● SOURCE:
There are always a few like that everywhere it snows. More where it snows less often, I think.

The windshield thing is inexcusable. The frozen fender clumps though… Drive for 5 minutes in some storms around here and it’ll be like that. Just have to kick the clumps off when you get where you’re going. And unless you have headlight washers, your headlights get dirty in about 1 minute of driving in traffic. Not really possible to keep them clean except when you stop.

I see it quite often. When I was young and invincible, I’ve done it a few times hoping the defrosters would work soon. Many times I’d have to pull over to wait it out. Very dangerous. Now that I’m older and not so stupider, I will always have all windows cleared. All snow brushed off the whole car. If I don’t do that the snow will blow off the hood onto the front windshield, and the snow on the roof will slide onto the rear windshield. Clean headlights tail lights and license plate. If it makes me late, at least I’ll get there.

● DATASET EXTRACT:
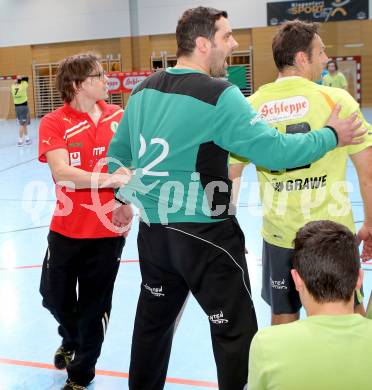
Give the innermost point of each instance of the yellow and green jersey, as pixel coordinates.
(19, 92)
(317, 191)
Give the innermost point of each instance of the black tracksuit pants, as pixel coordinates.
(208, 259)
(83, 316)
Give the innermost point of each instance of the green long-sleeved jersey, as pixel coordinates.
(177, 131)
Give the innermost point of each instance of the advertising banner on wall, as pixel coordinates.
(317, 11)
(124, 82)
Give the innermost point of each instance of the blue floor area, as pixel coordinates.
(28, 336)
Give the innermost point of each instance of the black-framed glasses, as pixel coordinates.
(100, 75)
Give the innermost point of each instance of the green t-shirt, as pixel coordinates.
(19, 92)
(318, 353)
(177, 130)
(316, 191)
(337, 81)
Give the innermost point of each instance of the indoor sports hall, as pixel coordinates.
(134, 38)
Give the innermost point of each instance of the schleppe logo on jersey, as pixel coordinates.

● LIST OF TASKS:
• A. In the text about clearing snow from cars, how long does it take headlights to get dirty in traffic without headlight washers?
• B. Write out all the entries again, switching "innermost point" to "central point" and leaving everything else unchanged. Leave the pictures out.

● RESPONSE LIST:
• A. About one minute of driving.

• B.
Give the central point of each instance of the yellow and green jersey, as pixel coordinates.
(19, 92)
(317, 191)
Give the central point of each instance of the black tracksuit pants, as pixel coordinates.
(208, 259)
(83, 316)
Give the central point of each instance of the green long-sleeved jersey, as pixel coordinates.
(177, 131)
Give the central point of each instance of the advertising banner on wall, as pixel coordinates.
(317, 11)
(124, 82)
Give the central point of each instance of the blue floor area, as pixel coordinates.
(28, 336)
Give the central point of each instance of the black-framed glasses, as pixel coordinates.
(100, 75)
Give the central point of each instance of the green t-shirt, as pixel coordinates.
(19, 92)
(318, 353)
(177, 130)
(316, 191)
(337, 81)
Give the central point of each instance of the indoor sports hall, as pixel coordinates.
(134, 38)
Give the central point of each instance of the schleppe logo on jersey, as pixel coordinates.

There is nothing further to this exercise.